(Stored data)
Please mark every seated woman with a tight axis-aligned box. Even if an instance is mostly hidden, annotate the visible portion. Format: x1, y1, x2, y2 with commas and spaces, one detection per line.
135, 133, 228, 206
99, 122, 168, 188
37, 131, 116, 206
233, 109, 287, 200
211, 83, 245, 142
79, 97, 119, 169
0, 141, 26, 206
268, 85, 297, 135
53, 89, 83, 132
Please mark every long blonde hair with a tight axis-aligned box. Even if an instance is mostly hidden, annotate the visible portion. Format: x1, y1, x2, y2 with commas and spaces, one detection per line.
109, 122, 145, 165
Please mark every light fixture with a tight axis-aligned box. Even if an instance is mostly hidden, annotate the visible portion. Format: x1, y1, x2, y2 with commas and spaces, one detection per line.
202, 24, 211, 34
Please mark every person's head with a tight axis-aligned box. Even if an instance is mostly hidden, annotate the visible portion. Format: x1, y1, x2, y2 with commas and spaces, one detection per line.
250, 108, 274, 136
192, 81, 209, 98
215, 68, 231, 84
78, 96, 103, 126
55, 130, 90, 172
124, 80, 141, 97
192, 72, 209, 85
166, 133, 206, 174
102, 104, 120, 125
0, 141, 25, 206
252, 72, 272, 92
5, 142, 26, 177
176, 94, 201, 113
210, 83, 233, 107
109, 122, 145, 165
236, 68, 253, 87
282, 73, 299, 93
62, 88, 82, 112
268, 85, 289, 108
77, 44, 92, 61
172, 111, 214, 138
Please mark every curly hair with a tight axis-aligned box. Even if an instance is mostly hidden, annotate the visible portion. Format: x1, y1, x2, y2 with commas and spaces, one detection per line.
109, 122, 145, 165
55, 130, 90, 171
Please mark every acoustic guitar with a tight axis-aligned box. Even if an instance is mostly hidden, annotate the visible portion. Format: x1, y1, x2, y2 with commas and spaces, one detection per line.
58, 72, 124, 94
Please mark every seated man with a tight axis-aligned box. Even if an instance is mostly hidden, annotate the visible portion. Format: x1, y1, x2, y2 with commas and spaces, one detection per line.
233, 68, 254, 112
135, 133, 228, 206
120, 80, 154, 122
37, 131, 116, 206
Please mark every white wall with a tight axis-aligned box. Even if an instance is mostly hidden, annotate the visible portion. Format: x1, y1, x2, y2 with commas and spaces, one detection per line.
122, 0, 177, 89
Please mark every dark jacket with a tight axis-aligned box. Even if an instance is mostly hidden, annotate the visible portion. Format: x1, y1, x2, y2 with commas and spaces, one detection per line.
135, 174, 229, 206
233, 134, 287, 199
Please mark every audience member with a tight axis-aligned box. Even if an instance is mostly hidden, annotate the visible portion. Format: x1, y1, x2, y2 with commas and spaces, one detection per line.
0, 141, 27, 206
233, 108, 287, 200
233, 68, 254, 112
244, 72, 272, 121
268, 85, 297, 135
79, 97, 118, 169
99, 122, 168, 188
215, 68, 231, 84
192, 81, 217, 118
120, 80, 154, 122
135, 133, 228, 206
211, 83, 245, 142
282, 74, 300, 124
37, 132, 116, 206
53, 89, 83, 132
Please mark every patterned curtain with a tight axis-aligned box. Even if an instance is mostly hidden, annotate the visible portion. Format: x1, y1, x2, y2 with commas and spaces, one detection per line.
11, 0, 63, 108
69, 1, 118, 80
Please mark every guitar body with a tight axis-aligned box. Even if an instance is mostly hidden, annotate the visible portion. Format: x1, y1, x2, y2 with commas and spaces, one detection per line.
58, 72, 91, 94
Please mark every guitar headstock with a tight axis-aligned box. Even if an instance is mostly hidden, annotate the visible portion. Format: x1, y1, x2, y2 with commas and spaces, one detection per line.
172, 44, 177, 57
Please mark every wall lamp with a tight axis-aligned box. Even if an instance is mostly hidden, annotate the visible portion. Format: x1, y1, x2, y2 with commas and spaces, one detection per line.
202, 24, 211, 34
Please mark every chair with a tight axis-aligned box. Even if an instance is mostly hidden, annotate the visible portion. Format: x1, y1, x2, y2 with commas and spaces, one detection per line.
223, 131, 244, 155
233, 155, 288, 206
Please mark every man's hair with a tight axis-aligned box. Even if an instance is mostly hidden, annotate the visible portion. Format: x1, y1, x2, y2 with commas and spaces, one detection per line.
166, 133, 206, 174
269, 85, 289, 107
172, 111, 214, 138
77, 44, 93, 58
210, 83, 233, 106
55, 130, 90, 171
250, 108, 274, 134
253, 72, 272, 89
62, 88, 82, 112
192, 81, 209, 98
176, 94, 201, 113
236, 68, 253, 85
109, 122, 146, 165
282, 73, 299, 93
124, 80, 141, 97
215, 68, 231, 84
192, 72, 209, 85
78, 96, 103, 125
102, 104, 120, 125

● **Stated problem**
State how many lines of the records above contain the string "wall", counting only case-sensitive matches, and give only the number.

● **Exercise solution**
2